**What you have to do:** Reproduce, line for line and without alteration, the portion of the data below that runs from the line containing "the gray flat" down to the line containing "34;20;250;256", including both of those lines.

begin Data for the task

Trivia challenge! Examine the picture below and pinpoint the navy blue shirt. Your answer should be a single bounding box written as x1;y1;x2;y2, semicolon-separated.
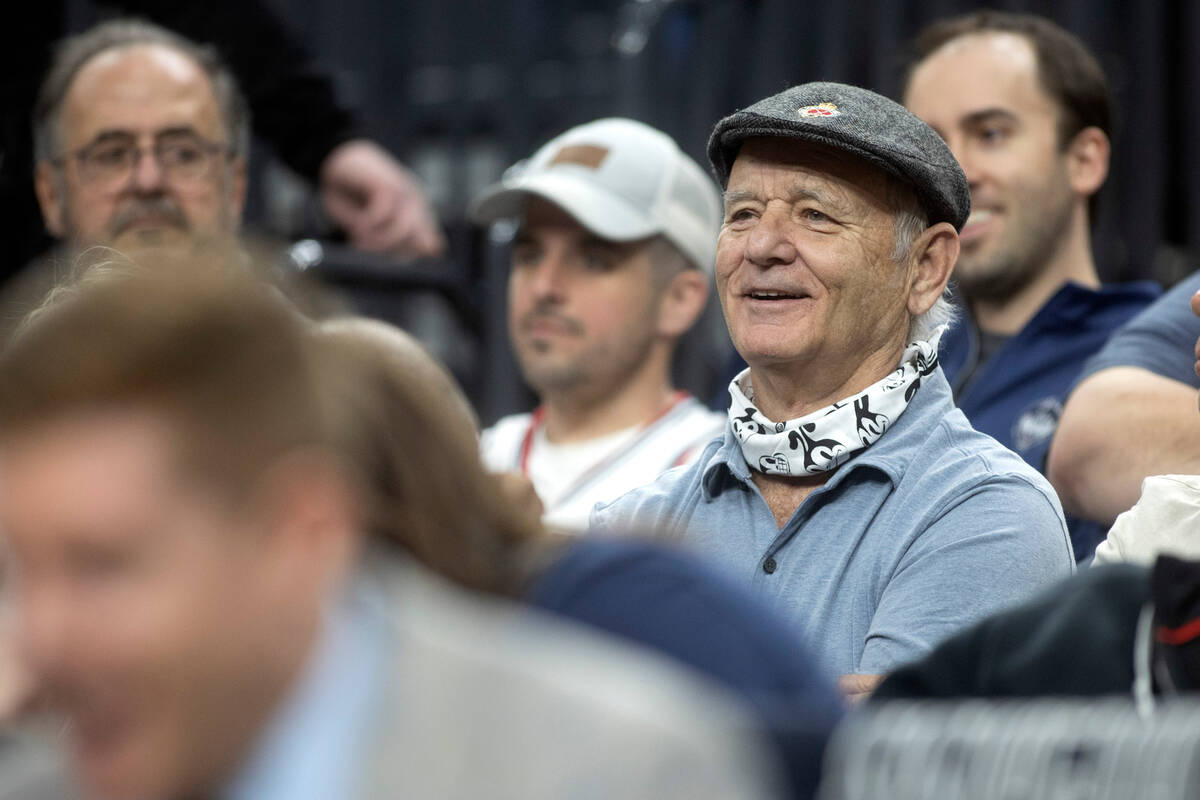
941;281;1156;561
526;537;842;798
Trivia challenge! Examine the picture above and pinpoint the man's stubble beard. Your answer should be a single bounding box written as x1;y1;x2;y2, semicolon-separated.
953;165;1075;305
517;319;654;405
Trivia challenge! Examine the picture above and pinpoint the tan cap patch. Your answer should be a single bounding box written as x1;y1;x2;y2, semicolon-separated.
550;144;608;169
796;103;841;116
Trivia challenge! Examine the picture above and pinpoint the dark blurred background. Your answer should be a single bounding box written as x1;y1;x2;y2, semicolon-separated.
16;0;1200;422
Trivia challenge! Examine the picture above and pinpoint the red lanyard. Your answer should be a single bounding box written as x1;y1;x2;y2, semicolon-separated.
517;389;691;476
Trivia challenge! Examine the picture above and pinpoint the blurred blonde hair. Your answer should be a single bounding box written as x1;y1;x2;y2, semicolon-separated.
312;319;559;596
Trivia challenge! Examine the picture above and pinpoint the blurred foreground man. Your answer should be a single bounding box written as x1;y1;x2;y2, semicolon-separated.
593;83;1073;691
904;11;1158;560
0;270;769;800
472;119;724;531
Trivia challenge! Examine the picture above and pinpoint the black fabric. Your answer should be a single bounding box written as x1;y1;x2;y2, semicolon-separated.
1151;555;1200;691
871;564;1151;702
0;0;360;279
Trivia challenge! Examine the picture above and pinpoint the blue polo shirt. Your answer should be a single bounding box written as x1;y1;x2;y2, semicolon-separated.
592;368;1074;674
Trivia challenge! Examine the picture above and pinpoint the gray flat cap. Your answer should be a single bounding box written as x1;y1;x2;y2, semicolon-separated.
708;83;971;230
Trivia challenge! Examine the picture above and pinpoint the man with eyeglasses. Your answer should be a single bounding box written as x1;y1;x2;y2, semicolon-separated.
34;20;250;256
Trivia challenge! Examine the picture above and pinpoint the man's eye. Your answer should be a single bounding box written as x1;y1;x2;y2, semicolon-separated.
512;245;541;266
979;125;1008;144
88;144;133;167
162;143;204;167
71;549;132;581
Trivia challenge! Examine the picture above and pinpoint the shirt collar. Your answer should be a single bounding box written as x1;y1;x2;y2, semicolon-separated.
701;366;954;500
222;575;384;800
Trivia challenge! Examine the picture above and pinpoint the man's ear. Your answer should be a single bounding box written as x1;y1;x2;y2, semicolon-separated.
34;161;66;239
1067;126;1112;197
908;222;959;317
659;267;709;338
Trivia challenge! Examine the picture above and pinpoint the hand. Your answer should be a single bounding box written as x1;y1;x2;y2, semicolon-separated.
320;139;446;258
1192;291;1200;377
838;674;887;705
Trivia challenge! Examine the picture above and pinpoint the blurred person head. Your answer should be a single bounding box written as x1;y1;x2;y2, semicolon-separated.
708;83;968;393
34;19;250;255
902;11;1111;301
0;269;360;798
470;119;720;412
313;318;552;596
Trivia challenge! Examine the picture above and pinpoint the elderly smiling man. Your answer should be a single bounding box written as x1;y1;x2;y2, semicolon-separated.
593;83;1073;693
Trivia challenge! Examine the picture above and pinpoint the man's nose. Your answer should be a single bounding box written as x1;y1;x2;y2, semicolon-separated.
530;253;568;300
746;206;797;266
131;149;166;192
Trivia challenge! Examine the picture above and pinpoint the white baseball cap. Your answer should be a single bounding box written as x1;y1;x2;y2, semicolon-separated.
468;118;725;272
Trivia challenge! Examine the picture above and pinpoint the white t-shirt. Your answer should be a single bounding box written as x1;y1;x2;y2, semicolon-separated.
480;396;727;533
1092;475;1200;566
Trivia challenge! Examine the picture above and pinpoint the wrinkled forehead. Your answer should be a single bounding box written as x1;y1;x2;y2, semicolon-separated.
61;44;223;146
726;137;907;211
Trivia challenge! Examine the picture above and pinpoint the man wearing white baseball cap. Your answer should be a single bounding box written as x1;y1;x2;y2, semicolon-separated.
470;119;724;531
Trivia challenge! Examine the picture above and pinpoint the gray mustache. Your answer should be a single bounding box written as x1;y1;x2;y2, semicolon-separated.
108;197;188;236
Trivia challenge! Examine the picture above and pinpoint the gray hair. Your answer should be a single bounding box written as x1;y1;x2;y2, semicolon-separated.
892;193;959;342
34;19;250;162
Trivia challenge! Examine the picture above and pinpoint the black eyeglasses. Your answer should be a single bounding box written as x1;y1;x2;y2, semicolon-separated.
52;132;233;186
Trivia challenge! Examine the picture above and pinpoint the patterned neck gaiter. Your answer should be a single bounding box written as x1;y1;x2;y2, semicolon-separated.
730;325;946;476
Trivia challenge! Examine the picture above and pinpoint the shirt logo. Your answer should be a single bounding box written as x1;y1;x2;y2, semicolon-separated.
796;103;841;116
1013;397;1062;451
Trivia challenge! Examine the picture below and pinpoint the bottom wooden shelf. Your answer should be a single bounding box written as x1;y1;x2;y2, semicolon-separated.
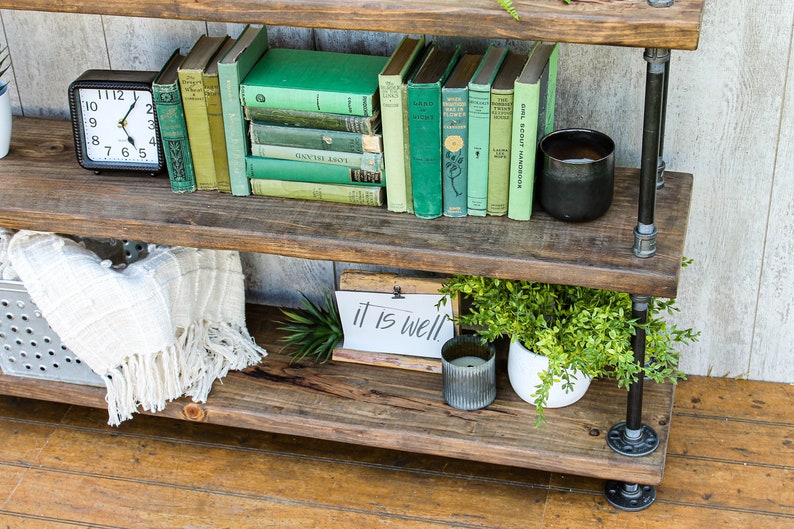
0;306;674;485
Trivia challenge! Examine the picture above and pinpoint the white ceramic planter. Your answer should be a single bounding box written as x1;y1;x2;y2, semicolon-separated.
507;341;591;408
0;87;11;158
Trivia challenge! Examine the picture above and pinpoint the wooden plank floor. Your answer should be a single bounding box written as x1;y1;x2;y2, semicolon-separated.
0;377;794;529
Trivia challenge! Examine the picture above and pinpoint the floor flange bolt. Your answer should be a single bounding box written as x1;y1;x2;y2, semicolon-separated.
604;481;656;512
607;422;659;457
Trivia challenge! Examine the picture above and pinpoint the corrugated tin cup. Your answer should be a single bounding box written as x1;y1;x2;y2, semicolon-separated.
441;335;496;410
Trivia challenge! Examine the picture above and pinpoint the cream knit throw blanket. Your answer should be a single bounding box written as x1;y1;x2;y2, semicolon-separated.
8;231;267;425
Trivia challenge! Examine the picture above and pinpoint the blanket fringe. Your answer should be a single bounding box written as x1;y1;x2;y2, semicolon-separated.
102;322;267;426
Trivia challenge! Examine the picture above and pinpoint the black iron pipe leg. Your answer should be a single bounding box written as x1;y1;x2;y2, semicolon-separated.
632;48;670;258
607;294;659;457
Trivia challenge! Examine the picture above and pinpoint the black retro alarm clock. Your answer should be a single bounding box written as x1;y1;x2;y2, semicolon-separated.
69;70;165;174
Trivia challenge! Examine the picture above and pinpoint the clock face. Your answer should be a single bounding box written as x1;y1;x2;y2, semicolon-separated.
69;71;163;173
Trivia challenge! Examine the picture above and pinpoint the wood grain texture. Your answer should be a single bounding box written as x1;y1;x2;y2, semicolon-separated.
0;0;703;50
0;119;692;297
0;306;674;484
0;377;794;529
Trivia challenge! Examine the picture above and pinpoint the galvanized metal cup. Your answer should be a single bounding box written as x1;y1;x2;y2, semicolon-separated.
441;335;496;410
538;129;615;222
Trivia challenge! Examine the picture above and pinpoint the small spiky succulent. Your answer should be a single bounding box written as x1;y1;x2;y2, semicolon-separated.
279;291;344;364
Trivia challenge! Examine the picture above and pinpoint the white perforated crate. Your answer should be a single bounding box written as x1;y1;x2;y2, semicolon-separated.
0;280;104;386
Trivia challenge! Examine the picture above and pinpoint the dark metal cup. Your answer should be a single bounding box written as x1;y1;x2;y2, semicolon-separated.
538;129;615;222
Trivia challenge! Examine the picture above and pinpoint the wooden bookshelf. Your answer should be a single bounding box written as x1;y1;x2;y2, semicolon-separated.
0;306;674;485
0;0;703;50
0;118;692;297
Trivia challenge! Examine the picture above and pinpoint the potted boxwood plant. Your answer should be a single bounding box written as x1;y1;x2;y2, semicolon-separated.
440;275;699;425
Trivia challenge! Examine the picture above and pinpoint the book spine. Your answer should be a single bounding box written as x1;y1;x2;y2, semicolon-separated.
203;71;232;193
441;88;469;217
507;83;539;220
378;75;408;213
487;91;514;216
245;103;382;134
408;84;442;219
467;87;491;217
251;179;385;206
250;121;383;153
245;156;385;187
251;143;383;171
178;70;218;190
152;83;196;193
396;82;414;213
240;82;375;116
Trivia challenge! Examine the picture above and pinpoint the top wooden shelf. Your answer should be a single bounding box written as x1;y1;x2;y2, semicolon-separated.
0;118;692;297
0;0;703;50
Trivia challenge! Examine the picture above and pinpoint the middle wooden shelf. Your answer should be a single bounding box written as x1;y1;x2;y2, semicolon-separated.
0;118;692;297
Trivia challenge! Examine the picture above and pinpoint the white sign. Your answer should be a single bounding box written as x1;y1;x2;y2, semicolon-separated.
336;290;455;358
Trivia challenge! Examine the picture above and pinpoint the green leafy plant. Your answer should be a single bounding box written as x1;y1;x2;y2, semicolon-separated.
440;275;699;424
279;291;343;364
0;46;11;94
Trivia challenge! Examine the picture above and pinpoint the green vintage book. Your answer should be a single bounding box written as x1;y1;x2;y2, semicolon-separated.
440;54;482;217
245;156;386;187
243;107;381;134
249;121;383;153
240;48;388;116
251;143;383;171
178;35;227;190
507;44;556;221
251;179;386;206
203;38;235;193
218;26;268;196
407;46;460;219
467;44;507;217
152;49;196;193
487;51;527;216
378;35;425;213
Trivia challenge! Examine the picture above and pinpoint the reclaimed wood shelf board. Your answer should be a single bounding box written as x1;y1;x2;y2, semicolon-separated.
0;118;692;297
0;0;703;50
0;306;674;485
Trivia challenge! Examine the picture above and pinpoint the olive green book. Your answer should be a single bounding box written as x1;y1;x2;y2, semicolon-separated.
218;25;268;196
203;38;235;193
378;35;425;213
466;45;507;216
240;48;388;116
178;35;228;190
487;51;527;216
251;179;386;206
152;49;196;193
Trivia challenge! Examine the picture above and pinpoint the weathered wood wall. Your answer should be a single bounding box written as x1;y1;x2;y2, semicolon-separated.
0;0;794;382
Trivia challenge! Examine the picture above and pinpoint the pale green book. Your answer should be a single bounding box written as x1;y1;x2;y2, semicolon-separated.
487;52;527;216
251;179;386;206
204;38;234;193
507;44;556;221
251;143;388;171
218;26;268;196
378;35;425;213
177;35;227;190
467;44;507;217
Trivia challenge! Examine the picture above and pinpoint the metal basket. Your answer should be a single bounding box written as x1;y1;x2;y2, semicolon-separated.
0;240;147;387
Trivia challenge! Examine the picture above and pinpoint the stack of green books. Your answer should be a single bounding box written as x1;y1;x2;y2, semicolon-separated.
240;48;388;206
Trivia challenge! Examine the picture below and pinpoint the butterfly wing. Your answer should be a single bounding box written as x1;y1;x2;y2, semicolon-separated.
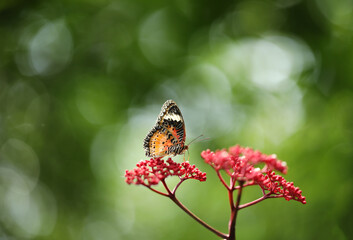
144;100;187;157
144;125;176;157
157;100;186;144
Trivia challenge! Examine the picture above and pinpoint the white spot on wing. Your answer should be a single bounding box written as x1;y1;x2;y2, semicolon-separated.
164;113;182;122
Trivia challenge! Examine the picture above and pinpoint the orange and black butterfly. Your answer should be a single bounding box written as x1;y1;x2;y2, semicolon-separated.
143;100;188;157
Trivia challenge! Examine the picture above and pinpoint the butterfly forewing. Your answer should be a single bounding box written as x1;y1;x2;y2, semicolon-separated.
144;100;187;157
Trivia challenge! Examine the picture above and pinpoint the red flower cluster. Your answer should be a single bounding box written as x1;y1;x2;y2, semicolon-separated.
201;145;306;204
125;158;206;187
255;171;306;204
201;145;287;174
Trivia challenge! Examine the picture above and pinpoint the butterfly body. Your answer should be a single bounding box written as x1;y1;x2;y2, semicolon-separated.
143;100;188;157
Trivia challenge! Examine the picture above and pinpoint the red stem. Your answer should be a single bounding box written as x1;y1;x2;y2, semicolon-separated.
216;170;231;191
160;180;227;239
169;195;227;239
227;181;244;240
238;194;268;209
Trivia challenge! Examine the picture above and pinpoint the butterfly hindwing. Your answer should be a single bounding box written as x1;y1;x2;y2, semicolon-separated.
144;100;187;157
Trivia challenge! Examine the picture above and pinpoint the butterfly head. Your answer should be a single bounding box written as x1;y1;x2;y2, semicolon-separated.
143;100;188;157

end Data for the task

**Reply:**
Trivia challenge! Examine the picture above and pinpoint the gray flat cap. Your answer should be a single bounding box written as x1;y1;x2;y2, semicolon-separated.
708;83;971;230
Trivia challenge! Examine the picture above and pinpoint the man with eyeglasses. Your answer should be a single bounding box written as x1;y1;x2;y2, semicolon-separated.
34;20;250;256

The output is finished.